Data records:
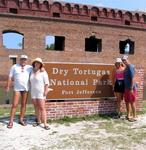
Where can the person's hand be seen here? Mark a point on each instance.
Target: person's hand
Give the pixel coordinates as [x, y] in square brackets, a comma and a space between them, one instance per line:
[7, 89]
[45, 93]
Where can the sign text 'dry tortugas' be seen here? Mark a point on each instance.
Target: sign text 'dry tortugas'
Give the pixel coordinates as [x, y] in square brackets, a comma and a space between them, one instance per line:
[79, 81]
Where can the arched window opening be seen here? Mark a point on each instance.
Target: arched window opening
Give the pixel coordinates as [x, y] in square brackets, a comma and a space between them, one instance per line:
[92, 44]
[13, 40]
[55, 43]
[126, 47]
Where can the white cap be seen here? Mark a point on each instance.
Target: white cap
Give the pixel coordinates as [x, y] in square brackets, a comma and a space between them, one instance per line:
[118, 60]
[37, 60]
[125, 57]
[23, 57]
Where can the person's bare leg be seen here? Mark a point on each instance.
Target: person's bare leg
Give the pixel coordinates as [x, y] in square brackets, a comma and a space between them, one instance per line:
[43, 113]
[37, 111]
[16, 96]
[24, 96]
[133, 106]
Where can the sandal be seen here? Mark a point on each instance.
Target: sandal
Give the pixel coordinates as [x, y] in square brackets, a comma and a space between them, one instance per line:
[132, 119]
[36, 124]
[22, 123]
[46, 127]
[10, 125]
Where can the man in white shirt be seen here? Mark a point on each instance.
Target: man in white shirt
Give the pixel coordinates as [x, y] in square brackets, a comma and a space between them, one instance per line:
[19, 75]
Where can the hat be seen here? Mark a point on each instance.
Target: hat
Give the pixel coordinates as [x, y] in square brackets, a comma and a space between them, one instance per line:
[37, 60]
[118, 60]
[125, 57]
[23, 57]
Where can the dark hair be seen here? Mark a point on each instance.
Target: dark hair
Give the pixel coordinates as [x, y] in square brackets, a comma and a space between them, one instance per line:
[33, 64]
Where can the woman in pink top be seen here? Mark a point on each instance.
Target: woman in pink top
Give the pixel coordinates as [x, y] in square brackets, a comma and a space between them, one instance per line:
[119, 84]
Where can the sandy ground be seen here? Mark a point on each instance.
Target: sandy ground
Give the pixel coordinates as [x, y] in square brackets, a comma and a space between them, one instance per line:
[102, 134]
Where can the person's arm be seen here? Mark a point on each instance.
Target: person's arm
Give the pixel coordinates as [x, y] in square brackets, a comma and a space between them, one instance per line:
[9, 83]
[132, 71]
[10, 79]
[46, 82]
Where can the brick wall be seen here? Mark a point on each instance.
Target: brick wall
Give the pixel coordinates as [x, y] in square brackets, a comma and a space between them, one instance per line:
[72, 108]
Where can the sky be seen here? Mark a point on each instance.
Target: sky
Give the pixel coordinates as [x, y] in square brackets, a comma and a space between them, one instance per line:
[132, 5]
[119, 4]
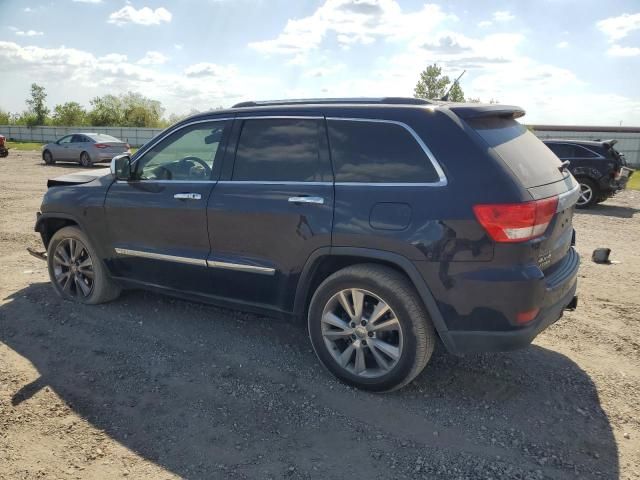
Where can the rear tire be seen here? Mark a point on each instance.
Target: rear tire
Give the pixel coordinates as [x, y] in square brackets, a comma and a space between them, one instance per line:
[589, 193]
[85, 160]
[47, 157]
[378, 354]
[76, 272]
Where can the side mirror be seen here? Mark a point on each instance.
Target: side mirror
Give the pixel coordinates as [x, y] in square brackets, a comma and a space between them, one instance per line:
[121, 167]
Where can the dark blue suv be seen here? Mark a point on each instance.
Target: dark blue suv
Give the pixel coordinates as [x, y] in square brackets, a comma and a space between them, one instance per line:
[389, 224]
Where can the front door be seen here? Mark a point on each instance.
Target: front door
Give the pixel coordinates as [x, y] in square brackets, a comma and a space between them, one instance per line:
[272, 209]
[158, 221]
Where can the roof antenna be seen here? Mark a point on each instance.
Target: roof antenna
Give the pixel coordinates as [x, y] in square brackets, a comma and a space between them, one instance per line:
[445, 98]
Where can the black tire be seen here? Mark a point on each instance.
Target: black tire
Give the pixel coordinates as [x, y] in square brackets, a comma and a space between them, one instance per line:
[102, 288]
[394, 289]
[85, 160]
[47, 157]
[588, 185]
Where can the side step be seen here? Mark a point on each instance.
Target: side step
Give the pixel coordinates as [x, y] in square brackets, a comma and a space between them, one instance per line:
[35, 253]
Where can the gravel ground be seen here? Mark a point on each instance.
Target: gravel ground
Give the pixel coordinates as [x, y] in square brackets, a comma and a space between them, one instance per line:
[150, 386]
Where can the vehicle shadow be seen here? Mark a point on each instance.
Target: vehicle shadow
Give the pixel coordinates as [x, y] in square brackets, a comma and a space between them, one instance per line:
[206, 392]
[603, 209]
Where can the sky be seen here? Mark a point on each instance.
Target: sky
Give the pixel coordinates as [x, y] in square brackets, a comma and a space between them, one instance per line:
[565, 62]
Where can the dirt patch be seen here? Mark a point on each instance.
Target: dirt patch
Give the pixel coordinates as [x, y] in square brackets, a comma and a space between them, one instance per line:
[150, 386]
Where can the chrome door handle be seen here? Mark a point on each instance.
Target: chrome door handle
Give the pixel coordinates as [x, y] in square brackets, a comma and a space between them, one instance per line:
[316, 200]
[188, 196]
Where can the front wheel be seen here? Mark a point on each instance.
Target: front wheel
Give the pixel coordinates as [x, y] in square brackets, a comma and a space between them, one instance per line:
[589, 193]
[76, 272]
[369, 328]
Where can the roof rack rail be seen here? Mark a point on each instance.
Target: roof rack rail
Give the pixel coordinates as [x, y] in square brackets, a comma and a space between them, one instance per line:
[365, 100]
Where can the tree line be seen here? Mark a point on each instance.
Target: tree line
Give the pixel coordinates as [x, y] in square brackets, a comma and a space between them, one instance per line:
[125, 110]
[135, 110]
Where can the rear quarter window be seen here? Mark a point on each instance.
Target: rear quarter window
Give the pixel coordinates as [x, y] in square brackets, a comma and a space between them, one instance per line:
[377, 152]
[528, 158]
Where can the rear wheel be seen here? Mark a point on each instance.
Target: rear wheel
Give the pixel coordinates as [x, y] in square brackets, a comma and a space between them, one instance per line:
[589, 193]
[48, 158]
[85, 160]
[76, 271]
[369, 328]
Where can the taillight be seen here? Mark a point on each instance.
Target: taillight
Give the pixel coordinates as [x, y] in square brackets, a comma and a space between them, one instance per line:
[516, 222]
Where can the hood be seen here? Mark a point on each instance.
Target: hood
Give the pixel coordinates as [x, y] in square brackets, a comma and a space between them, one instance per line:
[78, 178]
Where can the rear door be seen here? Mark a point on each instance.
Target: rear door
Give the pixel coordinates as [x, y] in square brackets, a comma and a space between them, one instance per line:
[273, 209]
[157, 222]
[541, 173]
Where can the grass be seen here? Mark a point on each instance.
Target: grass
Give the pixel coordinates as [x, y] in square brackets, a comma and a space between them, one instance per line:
[634, 181]
[24, 145]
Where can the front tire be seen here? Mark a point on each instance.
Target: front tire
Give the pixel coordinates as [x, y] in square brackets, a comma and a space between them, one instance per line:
[369, 327]
[76, 272]
[589, 193]
[85, 160]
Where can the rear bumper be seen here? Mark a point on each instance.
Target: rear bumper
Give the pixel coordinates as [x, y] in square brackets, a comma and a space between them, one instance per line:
[475, 342]
[494, 300]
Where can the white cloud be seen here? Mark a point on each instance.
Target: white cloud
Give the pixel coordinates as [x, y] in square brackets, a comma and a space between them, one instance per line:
[144, 16]
[113, 73]
[153, 58]
[618, 51]
[28, 33]
[352, 22]
[619, 27]
[209, 70]
[503, 16]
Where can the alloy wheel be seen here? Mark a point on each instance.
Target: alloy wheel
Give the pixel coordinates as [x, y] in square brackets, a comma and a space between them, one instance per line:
[362, 333]
[73, 268]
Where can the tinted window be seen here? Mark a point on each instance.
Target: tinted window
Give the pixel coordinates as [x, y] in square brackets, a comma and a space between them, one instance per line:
[280, 150]
[377, 152]
[562, 150]
[187, 154]
[527, 157]
[582, 152]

[EXERCISE DIRECTIONS] Please give the lines of the listing as a JSON list of strings, one string per line with blank lines left out, starting at the line that contains "Where can the rear bumper" and ending with the last line of the listing, both ends included.

[THE RESPONSE]
[
  "Where can the rear bumper be seen here? Mark a point on each instance.",
  "Target: rear bumper",
  "Give the pixel coordinates as [x, y] in square brackets, a comma and a space between them, one instance per line:",
  "[475, 342]",
  "[494, 300]",
  "Where can the white cloud be seen here? Mark a point on each instance.",
  "Target: white cloud",
  "Give the pixel coordinates as [x, y] in square brackets, a comma and a space between them, one instance per line:",
  "[144, 16]",
  "[113, 73]",
  "[153, 58]",
  "[618, 51]",
  "[28, 33]",
  "[352, 22]",
  "[619, 27]",
  "[209, 70]",
  "[503, 16]",
  "Where can the alloy wheel be seen here? Mark a point on each instance.",
  "Target: alloy wheel",
  "Give the pixel coordinates as [x, y] in square brackets, a comma and a space between them, one instance per line:",
  "[362, 333]",
  "[73, 268]",
  "Where can the tinted window be seen here? Mark a point on each instance.",
  "Target: tinted window",
  "Give the pixel coordinates as [x, y] in square brackets, a comma and a space between them, one instance per line:",
  "[280, 150]",
  "[377, 152]",
  "[562, 150]",
  "[187, 154]",
  "[527, 157]",
  "[582, 152]"
]